Text extract
Robert Emory Evans (July 15, 1856 – July 8, 1925) was a Nebraska Republican politician.

Evans was born  in Coalmont, Pennsylvania, in 1856. He attended the Pennsylvania Normal School at Millersville, Pennsylvania, and the Indiana Normal School. He worked as a machinist from 1877 to 1883. He graduated from the law department of the University of Michigan at Ann Arbor, Michigan, in 1886 and was admitted to the bar. He moved to Dakota City, Nebraska, in 1887. Due to his training as a machinist and in the normal schools, he became superintendent of the Winnebago Industrial School from 1889 to 1891.

In 1895, he became the prosecuting attorney of Dakota County, Nebraska. He soon resigned that post to become the judge of the Nebraska Eighth Judicial District and served from 1895 to 1899. He was a delegate to the 1912 Republican National Convention and became the president of the Nebraska State Bar Association in 1919.

Extracted information
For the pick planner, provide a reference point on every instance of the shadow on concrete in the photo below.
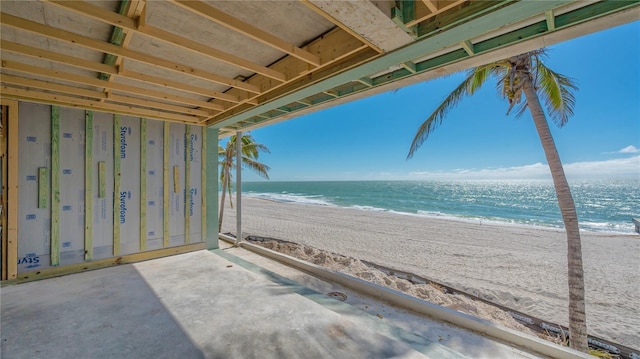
(109, 313)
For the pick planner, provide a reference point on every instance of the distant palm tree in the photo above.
(526, 74)
(227, 157)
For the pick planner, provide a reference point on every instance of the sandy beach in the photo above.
(521, 267)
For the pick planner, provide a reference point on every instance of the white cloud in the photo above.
(625, 167)
(629, 149)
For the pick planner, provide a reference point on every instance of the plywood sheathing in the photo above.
(366, 19)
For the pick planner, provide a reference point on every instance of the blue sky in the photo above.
(368, 139)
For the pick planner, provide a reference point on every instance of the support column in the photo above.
(238, 187)
(211, 185)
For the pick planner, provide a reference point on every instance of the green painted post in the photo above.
(88, 185)
(55, 185)
(212, 189)
(143, 184)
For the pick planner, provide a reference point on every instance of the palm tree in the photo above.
(526, 74)
(226, 157)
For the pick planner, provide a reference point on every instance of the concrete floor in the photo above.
(222, 304)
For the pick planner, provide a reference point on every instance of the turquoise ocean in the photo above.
(602, 205)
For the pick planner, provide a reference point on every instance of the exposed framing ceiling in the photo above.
(153, 64)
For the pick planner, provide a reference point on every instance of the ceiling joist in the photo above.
(249, 30)
(93, 44)
(141, 27)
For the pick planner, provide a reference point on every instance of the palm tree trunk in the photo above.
(225, 180)
(577, 314)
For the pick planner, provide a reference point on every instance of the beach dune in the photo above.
(521, 267)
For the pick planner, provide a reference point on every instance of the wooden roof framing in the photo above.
(241, 65)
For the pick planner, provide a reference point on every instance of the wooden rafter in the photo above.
(97, 13)
(38, 96)
(249, 30)
(112, 70)
(327, 16)
(86, 80)
(434, 9)
(87, 42)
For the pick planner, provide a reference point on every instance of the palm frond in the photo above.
(556, 91)
(473, 81)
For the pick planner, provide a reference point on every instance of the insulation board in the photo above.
(102, 182)
(176, 184)
(72, 142)
(34, 224)
(155, 182)
(128, 200)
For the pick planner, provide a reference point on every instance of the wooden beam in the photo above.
(13, 200)
(93, 44)
(112, 70)
(56, 57)
(344, 27)
(448, 6)
(249, 30)
(86, 80)
(168, 83)
(43, 97)
(128, 24)
(70, 90)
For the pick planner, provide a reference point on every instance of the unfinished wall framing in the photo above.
(93, 186)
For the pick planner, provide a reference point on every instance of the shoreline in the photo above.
(455, 218)
(522, 267)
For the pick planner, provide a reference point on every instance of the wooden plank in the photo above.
(110, 69)
(143, 184)
(101, 46)
(249, 30)
(187, 183)
(49, 98)
(12, 190)
(165, 195)
(43, 187)
(102, 179)
(116, 184)
(103, 263)
(126, 23)
(55, 185)
(88, 186)
(203, 184)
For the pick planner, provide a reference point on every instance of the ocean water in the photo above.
(602, 205)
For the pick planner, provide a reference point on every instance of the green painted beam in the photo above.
(55, 185)
(143, 184)
(116, 184)
(495, 20)
(212, 189)
(88, 185)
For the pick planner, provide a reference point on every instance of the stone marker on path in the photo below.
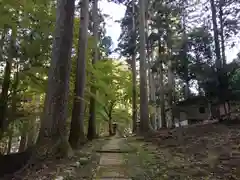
(111, 164)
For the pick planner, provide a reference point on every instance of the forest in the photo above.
(173, 93)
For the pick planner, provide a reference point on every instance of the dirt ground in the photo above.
(202, 152)
(206, 152)
(82, 165)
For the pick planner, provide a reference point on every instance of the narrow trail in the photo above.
(111, 165)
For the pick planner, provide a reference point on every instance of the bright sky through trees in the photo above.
(116, 12)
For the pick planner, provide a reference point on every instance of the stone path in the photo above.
(111, 166)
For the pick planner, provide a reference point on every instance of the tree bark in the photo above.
(144, 112)
(161, 87)
(92, 112)
(170, 82)
(216, 40)
(23, 141)
(134, 73)
(222, 33)
(77, 136)
(6, 85)
(52, 139)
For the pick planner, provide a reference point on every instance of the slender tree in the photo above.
(92, 112)
(134, 72)
(144, 112)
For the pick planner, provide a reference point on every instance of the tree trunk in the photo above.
(222, 34)
(170, 82)
(10, 136)
(52, 139)
(23, 141)
(6, 85)
(134, 73)
(161, 87)
(92, 112)
(110, 128)
(77, 124)
(32, 129)
(14, 109)
(144, 112)
(216, 40)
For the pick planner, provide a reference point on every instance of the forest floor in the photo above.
(82, 165)
(203, 152)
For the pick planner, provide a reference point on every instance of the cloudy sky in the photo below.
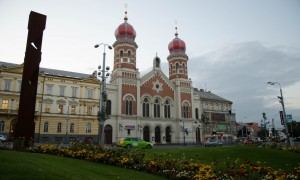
(235, 47)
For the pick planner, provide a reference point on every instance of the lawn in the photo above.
(24, 165)
(278, 159)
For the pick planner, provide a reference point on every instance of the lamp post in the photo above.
(283, 109)
(67, 122)
(101, 113)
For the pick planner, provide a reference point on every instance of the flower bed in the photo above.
(165, 165)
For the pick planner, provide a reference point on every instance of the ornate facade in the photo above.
(155, 107)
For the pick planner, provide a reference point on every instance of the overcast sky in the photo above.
(235, 47)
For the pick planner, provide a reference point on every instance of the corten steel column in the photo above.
(25, 124)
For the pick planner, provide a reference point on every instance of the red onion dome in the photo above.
(177, 45)
(125, 31)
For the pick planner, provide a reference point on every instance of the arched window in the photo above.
(128, 105)
(2, 123)
(72, 127)
(167, 109)
(129, 56)
(185, 110)
(108, 107)
(197, 113)
(146, 108)
(46, 127)
(121, 56)
(88, 128)
(156, 108)
(58, 129)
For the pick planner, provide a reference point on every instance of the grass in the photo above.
(277, 159)
(24, 165)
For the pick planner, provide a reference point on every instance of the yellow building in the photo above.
(66, 105)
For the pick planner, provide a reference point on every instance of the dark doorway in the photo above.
(168, 134)
(108, 134)
(146, 134)
(157, 134)
(198, 138)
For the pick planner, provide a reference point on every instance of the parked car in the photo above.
(212, 143)
(130, 142)
(2, 138)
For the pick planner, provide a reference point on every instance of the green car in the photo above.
(134, 143)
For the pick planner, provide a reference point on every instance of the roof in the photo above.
(53, 72)
(209, 95)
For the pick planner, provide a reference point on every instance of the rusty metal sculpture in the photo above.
(25, 124)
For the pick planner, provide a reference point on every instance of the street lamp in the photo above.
(101, 113)
(284, 114)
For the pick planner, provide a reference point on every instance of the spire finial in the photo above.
(125, 17)
(176, 33)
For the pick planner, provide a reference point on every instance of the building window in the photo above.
(46, 127)
(197, 113)
(185, 110)
(128, 56)
(48, 108)
(4, 104)
(90, 94)
(72, 128)
(156, 108)
(7, 84)
(108, 107)
(74, 92)
(49, 89)
(2, 124)
(62, 90)
(89, 110)
(121, 56)
(128, 105)
(73, 108)
(60, 108)
(167, 109)
(88, 128)
(59, 127)
(146, 108)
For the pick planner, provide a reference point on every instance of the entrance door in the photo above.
(146, 134)
(157, 134)
(198, 138)
(108, 134)
(168, 134)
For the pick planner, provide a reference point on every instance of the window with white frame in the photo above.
(7, 84)
(128, 101)
(74, 91)
(146, 107)
(60, 108)
(89, 110)
(2, 124)
(58, 127)
(90, 94)
(46, 125)
(88, 128)
(73, 109)
(49, 89)
(185, 110)
(4, 104)
(167, 109)
(62, 90)
(156, 108)
(72, 128)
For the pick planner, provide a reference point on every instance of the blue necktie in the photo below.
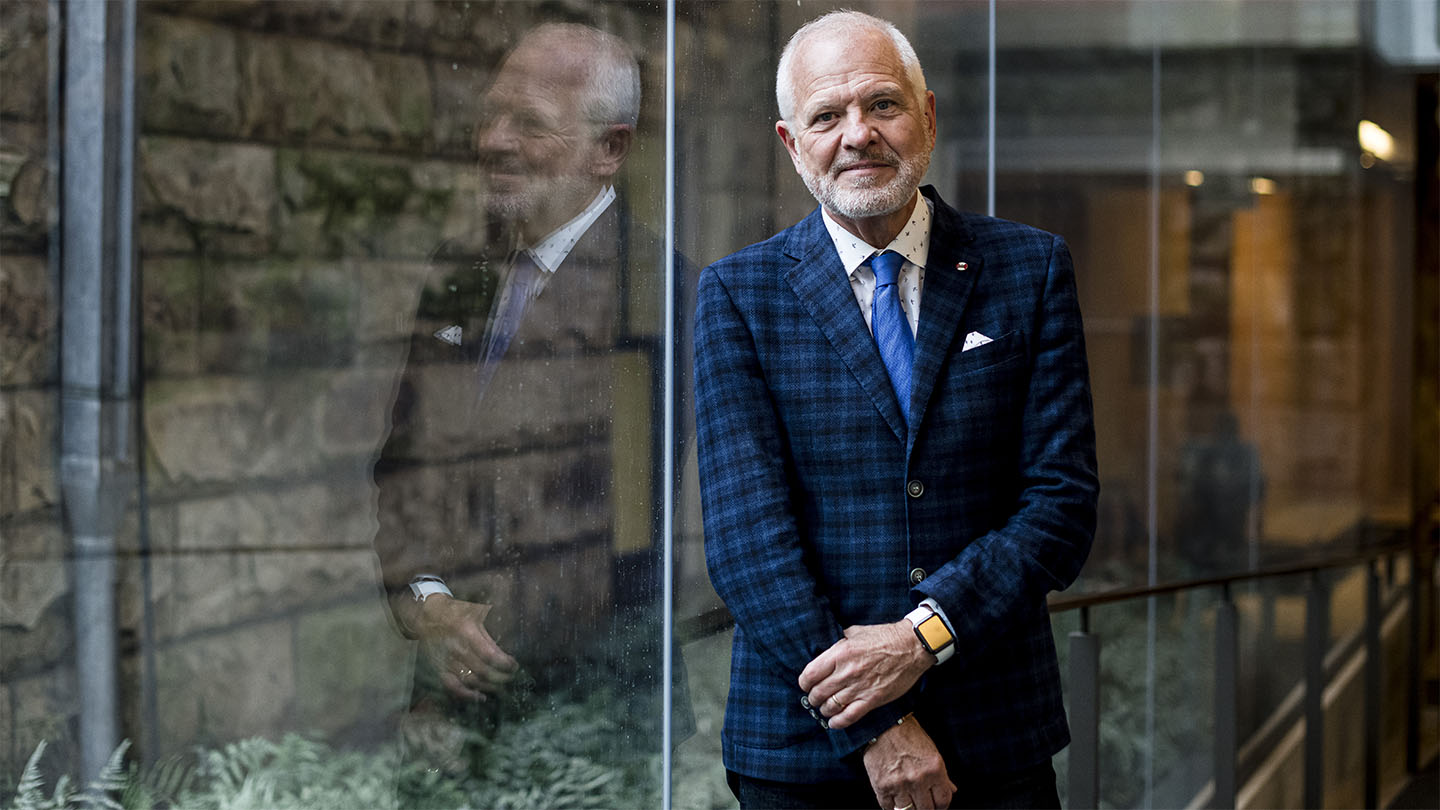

Directions for this task
Reproduce the passage on Robert Emory Evans from "Evans was born" to "1889 to 1891.". The listing isn't used for anything here.

Full response
Evans was born  in Coalmont, Pennsylvania, in 1856. He attended the Pennsylvania Normal School at Millersville, Pennsylvania, and the Indiana Normal School. He worked as a machinist from 1877 to 1883. He graduated from the law department of the University of Michigan at Ann Arbor, Michigan, in 1886 and was admitted to the bar. He moved to Dakota City, Nebraska, in 1887. Due to his training as a machinist and in the normal schools, he became superintendent of the Winnebago Industrial School from 1889 to 1891.